• _Description of the task_
Scan the data, and whenever a line contains "signboard", copy it.

• _Materials provided_
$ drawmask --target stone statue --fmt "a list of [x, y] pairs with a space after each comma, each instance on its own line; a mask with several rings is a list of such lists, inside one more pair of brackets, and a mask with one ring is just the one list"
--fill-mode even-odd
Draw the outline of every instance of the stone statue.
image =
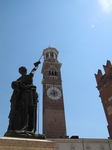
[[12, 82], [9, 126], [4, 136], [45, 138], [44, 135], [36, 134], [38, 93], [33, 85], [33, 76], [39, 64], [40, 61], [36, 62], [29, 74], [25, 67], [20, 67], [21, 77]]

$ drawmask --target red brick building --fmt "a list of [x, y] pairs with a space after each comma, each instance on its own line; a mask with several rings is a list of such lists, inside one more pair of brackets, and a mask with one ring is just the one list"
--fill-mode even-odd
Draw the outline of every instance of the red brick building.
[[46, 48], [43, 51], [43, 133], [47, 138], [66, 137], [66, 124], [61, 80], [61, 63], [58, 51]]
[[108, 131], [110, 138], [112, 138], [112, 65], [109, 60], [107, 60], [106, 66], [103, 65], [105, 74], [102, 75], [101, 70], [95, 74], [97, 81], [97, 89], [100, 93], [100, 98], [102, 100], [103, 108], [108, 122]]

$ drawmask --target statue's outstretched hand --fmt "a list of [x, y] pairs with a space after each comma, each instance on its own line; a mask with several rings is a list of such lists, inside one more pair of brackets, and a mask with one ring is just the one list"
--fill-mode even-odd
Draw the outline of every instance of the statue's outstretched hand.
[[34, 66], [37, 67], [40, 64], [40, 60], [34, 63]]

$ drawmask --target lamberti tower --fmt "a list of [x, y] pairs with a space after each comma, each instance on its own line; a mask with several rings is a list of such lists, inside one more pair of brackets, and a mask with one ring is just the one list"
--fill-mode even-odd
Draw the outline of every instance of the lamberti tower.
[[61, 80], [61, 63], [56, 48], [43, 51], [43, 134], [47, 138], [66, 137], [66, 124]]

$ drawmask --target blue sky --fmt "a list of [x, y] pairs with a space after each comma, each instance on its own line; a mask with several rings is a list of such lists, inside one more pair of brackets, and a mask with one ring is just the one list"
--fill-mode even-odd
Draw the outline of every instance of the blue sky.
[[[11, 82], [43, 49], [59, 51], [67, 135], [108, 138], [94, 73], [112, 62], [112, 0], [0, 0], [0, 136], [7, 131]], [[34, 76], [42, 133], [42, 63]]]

---

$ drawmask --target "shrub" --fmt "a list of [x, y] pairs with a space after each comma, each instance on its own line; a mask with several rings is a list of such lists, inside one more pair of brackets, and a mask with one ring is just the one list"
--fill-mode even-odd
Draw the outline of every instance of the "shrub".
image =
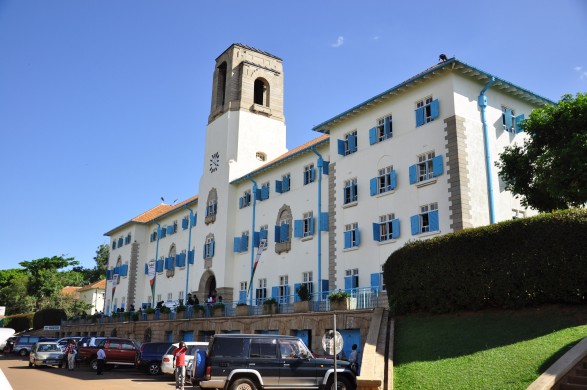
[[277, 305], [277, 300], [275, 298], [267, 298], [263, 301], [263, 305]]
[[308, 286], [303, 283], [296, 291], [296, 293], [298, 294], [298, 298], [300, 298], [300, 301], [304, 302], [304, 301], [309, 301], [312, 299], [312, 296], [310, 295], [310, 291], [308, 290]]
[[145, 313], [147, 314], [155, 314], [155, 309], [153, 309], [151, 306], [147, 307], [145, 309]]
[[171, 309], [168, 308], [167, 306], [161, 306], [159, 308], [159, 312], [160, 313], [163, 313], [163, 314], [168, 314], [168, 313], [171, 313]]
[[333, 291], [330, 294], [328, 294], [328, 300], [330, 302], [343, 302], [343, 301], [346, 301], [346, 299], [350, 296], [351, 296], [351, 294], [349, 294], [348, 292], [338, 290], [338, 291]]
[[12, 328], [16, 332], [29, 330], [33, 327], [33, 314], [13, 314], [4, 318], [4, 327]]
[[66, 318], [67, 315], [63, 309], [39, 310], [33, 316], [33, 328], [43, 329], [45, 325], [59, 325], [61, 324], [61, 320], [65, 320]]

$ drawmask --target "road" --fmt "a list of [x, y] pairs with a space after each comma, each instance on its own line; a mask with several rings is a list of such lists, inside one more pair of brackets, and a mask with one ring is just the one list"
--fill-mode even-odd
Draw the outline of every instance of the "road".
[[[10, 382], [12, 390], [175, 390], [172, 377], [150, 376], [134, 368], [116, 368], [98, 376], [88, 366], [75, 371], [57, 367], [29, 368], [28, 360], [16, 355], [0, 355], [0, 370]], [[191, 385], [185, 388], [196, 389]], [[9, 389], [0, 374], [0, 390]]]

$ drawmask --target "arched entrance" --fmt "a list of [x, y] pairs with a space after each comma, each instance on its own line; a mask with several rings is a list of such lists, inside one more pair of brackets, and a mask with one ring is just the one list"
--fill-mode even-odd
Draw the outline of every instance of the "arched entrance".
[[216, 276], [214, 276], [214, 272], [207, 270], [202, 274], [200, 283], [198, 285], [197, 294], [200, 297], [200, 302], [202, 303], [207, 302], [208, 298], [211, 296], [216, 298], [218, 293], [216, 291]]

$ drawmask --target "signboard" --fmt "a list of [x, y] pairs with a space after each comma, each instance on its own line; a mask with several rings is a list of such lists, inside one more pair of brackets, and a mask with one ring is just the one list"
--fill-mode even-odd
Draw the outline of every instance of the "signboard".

• _Solution to the exercise_
$ drawmask --target "signboard" --fmt "a list of [x, y] pairs with a space after each comma, each instance on its own line; a mask with several rings is a list of such lists, inside one more pair of brackets, and a mask with one ring is just the one list"
Draw the outline of every instance of the "signboard".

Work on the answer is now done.